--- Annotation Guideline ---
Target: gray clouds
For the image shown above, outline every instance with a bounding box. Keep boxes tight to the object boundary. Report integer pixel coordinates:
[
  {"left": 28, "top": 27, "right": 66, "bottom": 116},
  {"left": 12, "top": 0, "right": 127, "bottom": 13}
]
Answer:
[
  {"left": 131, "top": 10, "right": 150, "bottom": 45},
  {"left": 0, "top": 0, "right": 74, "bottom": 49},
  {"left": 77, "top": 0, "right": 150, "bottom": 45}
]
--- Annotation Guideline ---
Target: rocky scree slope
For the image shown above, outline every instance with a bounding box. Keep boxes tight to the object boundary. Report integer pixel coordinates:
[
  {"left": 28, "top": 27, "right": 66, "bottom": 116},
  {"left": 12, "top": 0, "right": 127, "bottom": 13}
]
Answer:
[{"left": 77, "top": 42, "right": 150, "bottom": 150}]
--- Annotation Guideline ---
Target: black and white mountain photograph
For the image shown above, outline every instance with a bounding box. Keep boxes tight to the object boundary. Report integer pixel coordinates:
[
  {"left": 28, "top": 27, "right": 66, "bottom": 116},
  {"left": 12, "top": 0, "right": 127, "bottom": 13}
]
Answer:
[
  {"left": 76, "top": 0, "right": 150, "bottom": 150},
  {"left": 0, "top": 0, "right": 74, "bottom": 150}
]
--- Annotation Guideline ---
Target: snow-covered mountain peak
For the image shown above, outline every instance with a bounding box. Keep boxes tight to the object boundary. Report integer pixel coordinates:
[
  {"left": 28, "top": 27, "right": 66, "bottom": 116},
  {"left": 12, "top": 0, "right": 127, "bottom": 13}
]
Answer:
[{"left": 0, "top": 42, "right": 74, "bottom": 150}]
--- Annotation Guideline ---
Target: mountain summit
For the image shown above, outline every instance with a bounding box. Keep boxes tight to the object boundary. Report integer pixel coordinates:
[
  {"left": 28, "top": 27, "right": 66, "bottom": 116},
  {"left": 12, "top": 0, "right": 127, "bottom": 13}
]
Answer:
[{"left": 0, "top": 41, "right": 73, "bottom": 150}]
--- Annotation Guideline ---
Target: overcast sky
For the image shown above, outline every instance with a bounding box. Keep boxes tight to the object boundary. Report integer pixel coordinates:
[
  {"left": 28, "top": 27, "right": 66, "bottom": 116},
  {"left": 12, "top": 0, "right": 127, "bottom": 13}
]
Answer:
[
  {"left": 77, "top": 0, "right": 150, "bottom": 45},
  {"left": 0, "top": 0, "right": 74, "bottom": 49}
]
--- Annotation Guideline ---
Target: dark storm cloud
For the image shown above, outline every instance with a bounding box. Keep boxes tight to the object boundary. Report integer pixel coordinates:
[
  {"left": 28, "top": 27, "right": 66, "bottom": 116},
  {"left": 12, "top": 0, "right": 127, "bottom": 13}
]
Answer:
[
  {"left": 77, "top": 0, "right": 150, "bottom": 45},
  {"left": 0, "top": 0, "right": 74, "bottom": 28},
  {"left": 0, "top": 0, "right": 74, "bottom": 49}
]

━━━━━━━━━━━━━━━━━━━━

== THE PROBLEM ==
Transcribe all of the lines in the records precisely.

== RESULT ==
--- Annotation Guideline ---
Target: gray clouds
For the image shown above, outline every instance with a bounding box. Keep boxes tight to the object boundary. Report integer pixel coordinates:
[
  {"left": 28, "top": 27, "right": 66, "bottom": 116},
  {"left": 12, "top": 0, "right": 127, "bottom": 13}
]
Answer:
[
  {"left": 131, "top": 10, "right": 150, "bottom": 45},
  {"left": 0, "top": 0, "right": 74, "bottom": 49},
  {"left": 77, "top": 0, "right": 150, "bottom": 45}
]
--- Annotation Guideline ---
Target: rocky scree slope
For the image shown above, outline every instance with a bounding box. Keep boxes tight to the object boundary. Report integer pixel coordinates:
[
  {"left": 28, "top": 27, "right": 66, "bottom": 116},
  {"left": 12, "top": 0, "right": 127, "bottom": 13}
]
Answer:
[{"left": 77, "top": 42, "right": 150, "bottom": 150}]
--- Annotation Guideline ---
Target: black and white mountain photograph
For the image shown above, outline every instance with a bounding box. Keep boxes tight to the object boundary. Report integer pixel coordinates:
[
  {"left": 28, "top": 27, "right": 66, "bottom": 116},
  {"left": 12, "top": 0, "right": 127, "bottom": 13}
]
Answer:
[
  {"left": 76, "top": 0, "right": 150, "bottom": 150},
  {"left": 0, "top": 0, "right": 74, "bottom": 150}
]
--- Annotation Guideline ---
Target: snow-covered mountain peak
For the image shown above, outline every instance with a bounding box. Keep boxes tight to the object boundary. Report integer pixel coordinates:
[
  {"left": 28, "top": 27, "right": 66, "bottom": 116},
  {"left": 12, "top": 0, "right": 127, "bottom": 13}
]
Answer:
[{"left": 0, "top": 42, "right": 74, "bottom": 150}]
--- Annotation Guideline ---
Target: mountain summit
For the image shown above, outline every instance with a bounding box. Keep boxes tight to the object boundary. Report integer pixel coordinates:
[
  {"left": 28, "top": 27, "right": 66, "bottom": 116},
  {"left": 12, "top": 0, "right": 127, "bottom": 13}
]
Answer:
[{"left": 0, "top": 41, "right": 73, "bottom": 150}]
--- Annotation Guideline ---
Target: overcast sky
For the image shown above, outline every instance with a bounding box. Keep boxes tight to the object boundary. Report integer pixel coordinates:
[
  {"left": 28, "top": 27, "right": 66, "bottom": 116},
  {"left": 12, "top": 0, "right": 127, "bottom": 13}
]
Answer:
[
  {"left": 77, "top": 0, "right": 150, "bottom": 45},
  {"left": 0, "top": 0, "right": 74, "bottom": 49}
]
--- Annotation Guideline ---
Target: dark storm cloud
For the image shown above, outline every instance with a bounding box. Keep boxes tight to the object boundary. Report integer pixel coordinates:
[
  {"left": 28, "top": 27, "right": 66, "bottom": 116},
  {"left": 12, "top": 0, "right": 127, "bottom": 13}
]
Answer:
[
  {"left": 77, "top": 0, "right": 150, "bottom": 45},
  {"left": 0, "top": 0, "right": 74, "bottom": 28},
  {"left": 0, "top": 0, "right": 74, "bottom": 49}
]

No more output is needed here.